====== Working data

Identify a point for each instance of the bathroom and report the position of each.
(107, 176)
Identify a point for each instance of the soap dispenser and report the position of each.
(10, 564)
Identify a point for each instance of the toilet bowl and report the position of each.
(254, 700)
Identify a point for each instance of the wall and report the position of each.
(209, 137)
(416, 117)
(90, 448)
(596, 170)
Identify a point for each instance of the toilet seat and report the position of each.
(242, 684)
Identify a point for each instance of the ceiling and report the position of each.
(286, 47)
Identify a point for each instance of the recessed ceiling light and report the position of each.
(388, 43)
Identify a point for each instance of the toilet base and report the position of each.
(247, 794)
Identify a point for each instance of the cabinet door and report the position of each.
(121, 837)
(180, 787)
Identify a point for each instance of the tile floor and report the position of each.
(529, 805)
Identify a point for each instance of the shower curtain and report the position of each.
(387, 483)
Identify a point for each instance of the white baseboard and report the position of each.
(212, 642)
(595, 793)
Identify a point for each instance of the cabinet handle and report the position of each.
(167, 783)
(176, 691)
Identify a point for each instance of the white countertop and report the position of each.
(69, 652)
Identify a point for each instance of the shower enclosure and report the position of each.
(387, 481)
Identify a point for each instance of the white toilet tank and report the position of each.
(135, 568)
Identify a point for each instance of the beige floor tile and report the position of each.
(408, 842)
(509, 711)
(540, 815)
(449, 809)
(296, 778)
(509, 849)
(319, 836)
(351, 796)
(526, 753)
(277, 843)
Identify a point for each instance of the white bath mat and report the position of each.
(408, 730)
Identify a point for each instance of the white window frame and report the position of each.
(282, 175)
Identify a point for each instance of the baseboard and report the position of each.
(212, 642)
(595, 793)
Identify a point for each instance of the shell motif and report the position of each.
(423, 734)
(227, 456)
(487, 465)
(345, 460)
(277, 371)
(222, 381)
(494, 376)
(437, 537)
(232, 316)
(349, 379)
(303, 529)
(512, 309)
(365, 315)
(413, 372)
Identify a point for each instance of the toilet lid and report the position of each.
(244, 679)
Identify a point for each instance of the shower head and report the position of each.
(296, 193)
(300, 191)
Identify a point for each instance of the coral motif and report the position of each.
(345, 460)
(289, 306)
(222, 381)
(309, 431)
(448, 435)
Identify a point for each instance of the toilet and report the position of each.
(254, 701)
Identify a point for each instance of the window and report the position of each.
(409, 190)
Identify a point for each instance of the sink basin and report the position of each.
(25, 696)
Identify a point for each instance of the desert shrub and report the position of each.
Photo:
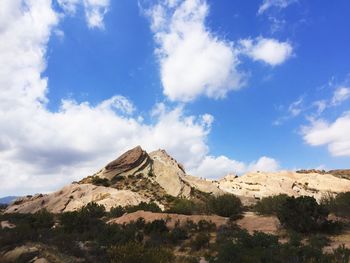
(270, 205)
(182, 206)
(117, 211)
(156, 226)
(341, 254)
(226, 205)
(87, 219)
(200, 241)
(259, 247)
(226, 233)
(137, 253)
(100, 181)
(302, 214)
(318, 241)
(339, 204)
(204, 225)
(177, 234)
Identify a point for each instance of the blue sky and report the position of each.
(223, 86)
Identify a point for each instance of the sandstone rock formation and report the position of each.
(263, 184)
(134, 177)
(74, 196)
(137, 176)
(132, 162)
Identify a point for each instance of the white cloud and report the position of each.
(340, 95)
(41, 150)
(193, 61)
(267, 4)
(335, 135)
(264, 164)
(268, 50)
(95, 10)
(217, 167)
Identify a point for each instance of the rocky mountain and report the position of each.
(262, 184)
(137, 176)
(7, 199)
(134, 177)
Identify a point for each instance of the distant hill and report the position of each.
(137, 176)
(7, 199)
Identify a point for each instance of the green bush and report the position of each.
(156, 226)
(302, 214)
(117, 211)
(200, 241)
(226, 205)
(138, 253)
(339, 205)
(182, 206)
(100, 181)
(270, 205)
(87, 219)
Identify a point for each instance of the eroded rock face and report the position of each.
(74, 196)
(131, 162)
(263, 184)
(169, 174)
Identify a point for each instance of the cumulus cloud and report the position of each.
(335, 135)
(193, 61)
(340, 95)
(217, 167)
(267, 4)
(94, 10)
(40, 149)
(270, 51)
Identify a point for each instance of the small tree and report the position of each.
(302, 214)
(270, 205)
(182, 206)
(226, 205)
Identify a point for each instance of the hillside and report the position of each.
(137, 176)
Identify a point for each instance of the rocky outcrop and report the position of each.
(137, 176)
(74, 196)
(340, 173)
(132, 162)
(262, 184)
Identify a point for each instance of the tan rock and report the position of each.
(262, 184)
(74, 196)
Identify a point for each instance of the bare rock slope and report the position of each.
(134, 177)
(263, 184)
(137, 176)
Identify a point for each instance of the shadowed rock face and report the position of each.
(131, 162)
(128, 160)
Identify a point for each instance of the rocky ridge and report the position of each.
(137, 176)
(134, 177)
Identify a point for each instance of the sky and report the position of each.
(226, 86)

============

## Exercise brief
The records above need to be reproduced exactly, with all images omitted.

## Solution to this problem
Identify a point for each instance of the bathroom and report the position of each.
(107, 176)
Identify a point for each instance of the soap dispenser and report the position of each.
(10, 564)
Identify a point for each instance of the toilet bowl and report the position of each.
(254, 700)
Identify a point for each instance of the wall and report the position of each.
(209, 137)
(416, 117)
(90, 448)
(596, 170)
Identify a point for each instance of the toilet seat and report the position of each.
(242, 684)
Identify a point for each instance of the ceiling and report the position of each.
(286, 47)
Identify a point for each instance of the recessed ceiling light and report the position of each.
(388, 43)
Identify a point for each instance of the toilet base and report the position of each.
(247, 794)
Identify a point for each instance of the cabinet door and report the position of each.
(121, 837)
(180, 787)
Identify a point for each instance of the tile floor and report the position of each.
(529, 805)
Identify a point for each instance of the shower curtain and report the position of each.
(387, 483)
Identify a point for each instance of the white baseboard and report the position of each.
(212, 642)
(595, 793)
Identify a point for each instance of the cabinet handle and report the position of each.
(167, 783)
(176, 691)
Identify a point for each instance of the white countertop and report the position of each.
(69, 652)
Identify a point for each instance of the shower enclosure and report the position of each.
(387, 481)
Identify a point for each instance of the white toilet tank and report the position of each.
(135, 568)
Identify a point for each instance of the beige floor tile and report the position of each.
(408, 842)
(509, 711)
(540, 815)
(449, 809)
(296, 778)
(509, 849)
(319, 836)
(351, 796)
(526, 753)
(277, 843)
Identify a point for each instance of the white bath mat and report the position of each.
(408, 730)
Identify a point for each instance of the white window frame and report the position of each.
(282, 175)
Identify a point for each instance of the baseboard and report the position of each.
(212, 642)
(595, 793)
Identify a point for each instance of the shell motif and report the position of each.
(423, 734)
(227, 456)
(487, 465)
(345, 460)
(277, 371)
(222, 381)
(494, 376)
(437, 537)
(232, 316)
(349, 379)
(303, 529)
(512, 309)
(365, 315)
(413, 372)
Identify a point for each instance of the toilet lid and report the position of each.
(244, 679)
Identify a point for each instance of the shower head and report the position of each.
(296, 193)
(300, 191)
Identify a point for each instance of the coral motif and report the position of each.
(345, 460)
(289, 306)
(222, 381)
(309, 431)
(448, 435)
Identify a point for each instance of the toilet and report the position of each.
(254, 701)
Identify a point for each instance of the window and report the position of each.
(409, 190)
Identify a point for each instance of the sink basin and report the position of each.
(25, 696)
Identify a point for each instance of the desert shrub and report the position of each.
Photo:
(270, 205)
(182, 206)
(117, 211)
(156, 226)
(341, 254)
(226, 205)
(87, 219)
(200, 241)
(259, 247)
(226, 233)
(137, 253)
(100, 181)
(302, 214)
(318, 241)
(339, 204)
(204, 225)
(177, 234)
Identify a point for each instance of the blue sky and report the position of each.
(223, 86)
Identify a point for each instance of the sandstone rock formation and report the position of each.
(263, 184)
(134, 177)
(74, 196)
(137, 176)
(132, 162)
Identify a point for each instance of the white cloud and report the position of each.
(340, 95)
(41, 150)
(193, 61)
(267, 4)
(335, 135)
(264, 164)
(268, 50)
(95, 10)
(217, 167)
Identify a point for each instance of the rocky mountain and report the position of each.
(262, 184)
(137, 176)
(7, 199)
(134, 177)
Identify a point for each instance of the distant hill and report the position of each.
(137, 176)
(7, 199)
Identify a point for each instance of the green bush and report the position of each.
(156, 226)
(302, 214)
(117, 211)
(200, 241)
(226, 205)
(138, 253)
(339, 205)
(182, 206)
(100, 181)
(270, 205)
(87, 219)
Identify a point for each instance of the eroded rock face and report the position of each.
(74, 196)
(131, 162)
(263, 184)
(169, 174)
Identify a point for each instance of the cumulus cloud and report the position of each.
(335, 135)
(193, 61)
(340, 95)
(217, 167)
(267, 4)
(94, 10)
(40, 149)
(270, 51)
Identify a point for each instance of the small tree and report the position of each.
(302, 214)
(270, 205)
(182, 206)
(226, 205)
Identify a point for each instance of the hillside and report the position of each.
(137, 176)
Identify a point for each instance of the rocky outcrop and report the position of each.
(137, 176)
(74, 196)
(340, 173)
(132, 162)
(262, 184)
Identify a point for each instance of the tan rock and report the position of each.
(262, 184)
(74, 196)
Identify a point for each instance of the bare rock slope and report the position of each.
(134, 177)
(263, 184)
(137, 176)
Identify a point for each instance of the shadowed rock face and report the position of each.
(131, 162)
(128, 160)
Identify a point for each instance of the rocky ridge and report the position of each.
(137, 176)
(134, 177)
Identify a point for each instance of the sky and report the position of each.
(226, 86)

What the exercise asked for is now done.